> **WHAT YOU HAVE TO DO**:
Repeat exactly each line of the data provided below.

--- START ---

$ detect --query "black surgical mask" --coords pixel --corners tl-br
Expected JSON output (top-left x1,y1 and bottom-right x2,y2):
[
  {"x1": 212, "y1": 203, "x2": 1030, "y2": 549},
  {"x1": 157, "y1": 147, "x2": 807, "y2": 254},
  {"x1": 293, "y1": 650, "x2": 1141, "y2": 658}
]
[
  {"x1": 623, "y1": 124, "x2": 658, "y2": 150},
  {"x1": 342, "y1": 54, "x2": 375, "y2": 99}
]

--- END ---

> **EXERCISE SOLUTION**:
$ detect --query "black surgical mask" --coords pixel --corners tl-br
Expected JSON output (top-left x1,y1 and bottom-right x2,y2):
[
  {"x1": 212, "y1": 203, "x2": 1030, "y2": 549},
  {"x1": 157, "y1": 147, "x2": 807, "y2": 254},
  {"x1": 293, "y1": 650, "x2": 1141, "y2": 658}
]
[
  {"x1": 623, "y1": 124, "x2": 658, "y2": 150},
  {"x1": 342, "y1": 54, "x2": 375, "y2": 99}
]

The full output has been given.